▶ _Data shown_
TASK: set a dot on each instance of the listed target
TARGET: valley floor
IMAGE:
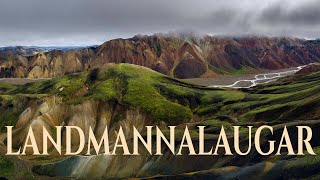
(246, 81)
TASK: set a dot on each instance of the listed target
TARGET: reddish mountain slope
(181, 56)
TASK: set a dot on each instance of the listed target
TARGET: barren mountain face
(181, 56)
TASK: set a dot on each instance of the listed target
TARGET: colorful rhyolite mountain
(177, 55)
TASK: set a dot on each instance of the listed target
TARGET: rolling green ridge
(176, 102)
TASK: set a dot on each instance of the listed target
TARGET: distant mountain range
(177, 55)
(33, 50)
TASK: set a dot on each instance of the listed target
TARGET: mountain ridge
(180, 56)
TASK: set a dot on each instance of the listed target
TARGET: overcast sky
(88, 22)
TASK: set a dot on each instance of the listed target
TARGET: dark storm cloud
(77, 22)
(306, 14)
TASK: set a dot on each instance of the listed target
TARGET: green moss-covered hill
(170, 100)
(290, 100)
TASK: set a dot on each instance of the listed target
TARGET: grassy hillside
(173, 101)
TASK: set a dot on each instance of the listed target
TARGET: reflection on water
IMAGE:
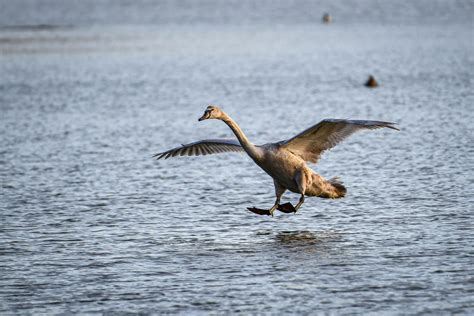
(89, 223)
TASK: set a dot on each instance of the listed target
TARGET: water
(91, 223)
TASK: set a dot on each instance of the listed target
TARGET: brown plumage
(285, 161)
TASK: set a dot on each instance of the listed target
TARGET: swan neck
(250, 148)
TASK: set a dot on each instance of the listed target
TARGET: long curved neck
(253, 151)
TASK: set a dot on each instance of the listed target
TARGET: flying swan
(284, 161)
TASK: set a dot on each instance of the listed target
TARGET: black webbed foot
(259, 211)
(286, 208)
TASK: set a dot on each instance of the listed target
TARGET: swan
(285, 161)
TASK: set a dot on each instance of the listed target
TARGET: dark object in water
(327, 18)
(371, 82)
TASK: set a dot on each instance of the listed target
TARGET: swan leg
(303, 179)
(279, 190)
(300, 202)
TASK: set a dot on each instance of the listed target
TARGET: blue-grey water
(90, 223)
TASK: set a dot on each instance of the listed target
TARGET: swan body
(285, 161)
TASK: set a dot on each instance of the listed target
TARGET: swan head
(211, 112)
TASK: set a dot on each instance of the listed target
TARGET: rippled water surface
(91, 223)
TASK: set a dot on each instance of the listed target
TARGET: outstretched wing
(311, 143)
(202, 147)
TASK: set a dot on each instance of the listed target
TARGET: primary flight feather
(284, 161)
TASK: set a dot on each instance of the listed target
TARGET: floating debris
(371, 82)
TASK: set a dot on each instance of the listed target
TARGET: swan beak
(205, 116)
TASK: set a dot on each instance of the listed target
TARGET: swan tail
(338, 189)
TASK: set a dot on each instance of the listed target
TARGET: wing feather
(312, 142)
(202, 147)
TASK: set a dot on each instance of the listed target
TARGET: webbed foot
(259, 211)
(286, 208)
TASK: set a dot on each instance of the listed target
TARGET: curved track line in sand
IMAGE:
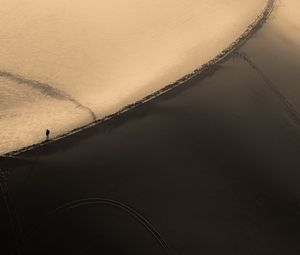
(248, 33)
(47, 90)
(287, 105)
(108, 202)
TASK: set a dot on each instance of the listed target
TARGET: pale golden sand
(103, 54)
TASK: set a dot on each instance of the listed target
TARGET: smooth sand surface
(214, 165)
(102, 54)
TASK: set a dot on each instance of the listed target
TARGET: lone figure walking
(47, 134)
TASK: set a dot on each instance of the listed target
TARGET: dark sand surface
(213, 165)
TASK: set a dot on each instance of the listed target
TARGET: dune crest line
(47, 90)
(287, 105)
(227, 52)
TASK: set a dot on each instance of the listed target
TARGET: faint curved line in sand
(287, 105)
(103, 201)
(46, 89)
(227, 52)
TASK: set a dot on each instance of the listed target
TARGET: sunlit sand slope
(63, 63)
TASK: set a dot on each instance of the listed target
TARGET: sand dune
(103, 55)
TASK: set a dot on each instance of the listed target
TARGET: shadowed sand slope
(102, 56)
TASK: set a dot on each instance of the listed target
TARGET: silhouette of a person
(47, 134)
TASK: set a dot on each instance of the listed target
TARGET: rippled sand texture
(63, 62)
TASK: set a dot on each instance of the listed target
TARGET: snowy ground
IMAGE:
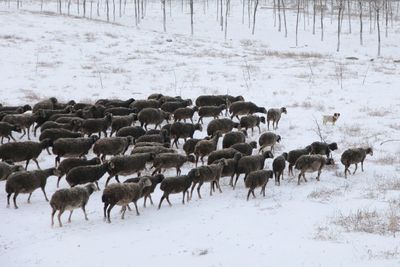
(47, 55)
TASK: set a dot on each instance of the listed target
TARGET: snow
(44, 54)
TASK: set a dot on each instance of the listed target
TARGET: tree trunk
(254, 16)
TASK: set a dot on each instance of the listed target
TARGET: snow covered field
(334, 222)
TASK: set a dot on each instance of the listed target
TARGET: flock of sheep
(73, 129)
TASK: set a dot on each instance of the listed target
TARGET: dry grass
(372, 222)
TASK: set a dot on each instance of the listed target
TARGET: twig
(391, 140)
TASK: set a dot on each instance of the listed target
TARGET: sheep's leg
(84, 212)
(70, 214)
(198, 189)
(237, 177)
(105, 210)
(59, 217)
(355, 168)
(37, 163)
(15, 200)
(168, 201)
(97, 185)
(248, 194)
(319, 174)
(162, 198)
(123, 210)
(52, 216)
(45, 196)
(8, 199)
(58, 181)
(191, 191)
(24, 133)
(144, 201)
(109, 211)
(108, 179)
(27, 163)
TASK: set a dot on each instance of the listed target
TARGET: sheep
(278, 166)
(161, 138)
(226, 153)
(123, 194)
(210, 100)
(91, 126)
(183, 130)
(25, 182)
(244, 108)
(257, 179)
(55, 134)
(45, 104)
(234, 138)
(251, 121)
(133, 131)
(189, 145)
(126, 165)
(231, 166)
(170, 160)
(205, 147)
(310, 163)
(119, 122)
(248, 164)
(72, 126)
(322, 148)
(23, 121)
(174, 185)
(139, 105)
(293, 155)
(210, 111)
(274, 115)
(24, 151)
(68, 164)
(70, 199)
(185, 113)
(245, 148)
(152, 116)
(210, 173)
(87, 174)
(223, 125)
(6, 130)
(355, 156)
(111, 146)
(330, 118)
(152, 149)
(73, 147)
(268, 139)
(7, 169)
(146, 193)
(170, 107)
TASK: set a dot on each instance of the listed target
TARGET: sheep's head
(332, 146)
(191, 158)
(253, 144)
(268, 155)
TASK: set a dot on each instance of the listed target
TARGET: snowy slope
(71, 58)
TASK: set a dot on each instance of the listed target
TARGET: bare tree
(361, 24)
(254, 15)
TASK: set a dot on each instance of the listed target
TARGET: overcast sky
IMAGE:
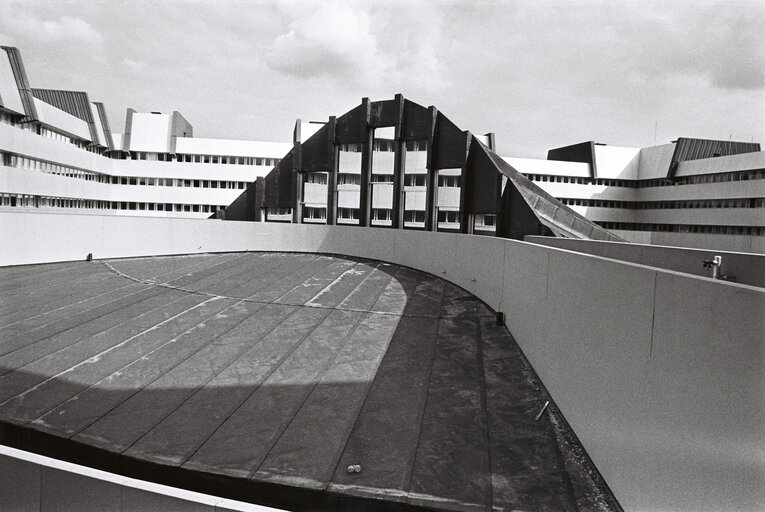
(538, 74)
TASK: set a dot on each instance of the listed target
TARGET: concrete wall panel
(747, 268)
(19, 484)
(660, 374)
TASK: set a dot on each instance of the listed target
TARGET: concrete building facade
(59, 154)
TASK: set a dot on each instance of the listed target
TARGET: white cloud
(330, 38)
(69, 28)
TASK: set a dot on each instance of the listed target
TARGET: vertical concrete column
(431, 190)
(331, 172)
(467, 218)
(297, 184)
(365, 189)
(397, 215)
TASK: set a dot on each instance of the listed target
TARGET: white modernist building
(59, 154)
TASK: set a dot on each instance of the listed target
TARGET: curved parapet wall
(659, 373)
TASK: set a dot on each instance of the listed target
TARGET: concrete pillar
(467, 218)
(431, 179)
(397, 215)
(331, 172)
(297, 184)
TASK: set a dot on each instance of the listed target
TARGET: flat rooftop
(264, 376)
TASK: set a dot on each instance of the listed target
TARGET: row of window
(70, 172)
(668, 205)
(142, 155)
(31, 201)
(385, 145)
(755, 174)
(384, 214)
(685, 228)
(204, 159)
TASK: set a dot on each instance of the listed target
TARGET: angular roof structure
(490, 185)
(264, 377)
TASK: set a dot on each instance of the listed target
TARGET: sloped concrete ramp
(265, 376)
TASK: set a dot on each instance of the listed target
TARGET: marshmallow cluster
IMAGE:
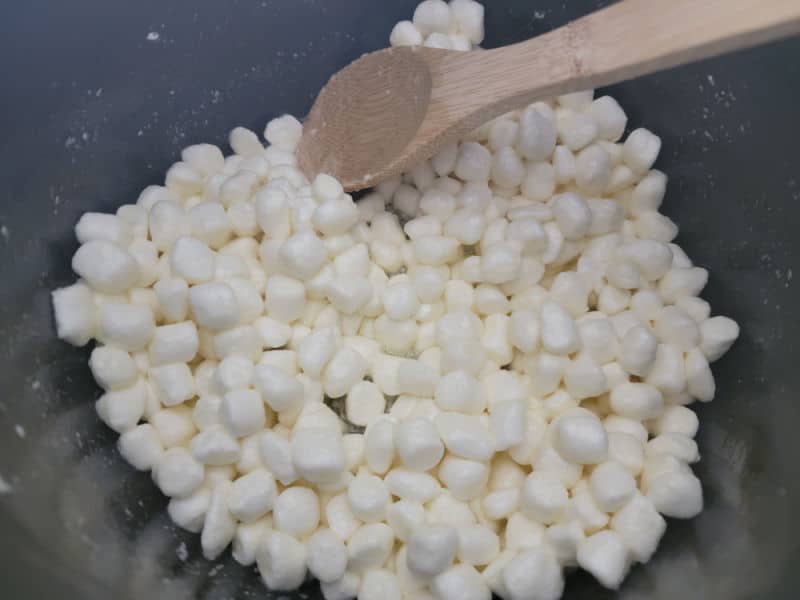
(508, 332)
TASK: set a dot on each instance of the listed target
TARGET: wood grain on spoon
(391, 109)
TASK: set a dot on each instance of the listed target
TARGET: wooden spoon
(388, 110)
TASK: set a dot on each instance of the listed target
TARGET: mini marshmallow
(175, 426)
(605, 556)
(717, 335)
(412, 485)
(365, 402)
(534, 573)
(113, 368)
(465, 436)
(465, 479)
(177, 474)
(544, 498)
(583, 378)
(418, 444)
(318, 454)
(345, 369)
(537, 135)
(215, 447)
(379, 445)
(233, 373)
(500, 263)
(106, 267)
(340, 518)
(458, 391)
(668, 372)
(431, 550)
(559, 334)
(507, 422)
(173, 383)
(679, 282)
(219, 526)
(638, 350)
(252, 496)
(640, 527)
(74, 314)
(192, 260)
(640, 150)
(676, 493)
(639, 401)
(369, 546)
(612, 486)
(302, 255)
(380, 584)
(581, 439)
(242, 412)
(285, 298)
(141, 447)
(296, 511)
(247, 540)
(127, 326)
(176, 343)
(316, 351)
(327, 556)
(189, 512)
(281, 561)
(593, 170)
(276, 454)
(368, 497)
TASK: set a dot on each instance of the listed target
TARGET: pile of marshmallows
(509, 322)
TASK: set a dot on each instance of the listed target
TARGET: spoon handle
(625, 40)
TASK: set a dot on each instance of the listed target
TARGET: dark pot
(93, 110)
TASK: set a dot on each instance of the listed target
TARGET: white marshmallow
(558, 331)
(215, 446)
(345, 369)
(544, 498)
(605, 556)
(285, 298)
(638, 350)
(276, 454)
(127, 326)
(177, 474)
(418, 444)
(252, 496)
(318, 454)
(612, 486)
(369, 547)
(379, 445)
(466, 479)
(368, 497)
(431, 550)
(640, 150)
(465, 436)
(581, 439)
(281, 560)
(242, 412)
(173, 383)
(247, 540)
(141, 447)
(296, 511)
(533, 574)
(640, 527)
(365, 403)
(717, 336)
(458, 391)
(327, 556)
(219, 526)
(106, 267)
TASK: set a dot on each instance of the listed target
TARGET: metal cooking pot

▶ _Stated goal_
Locate each line of the data above that contains the word "head" and copy those lines out.

▶ _Full output_
TARGET: swan head
TARGET: sheep's head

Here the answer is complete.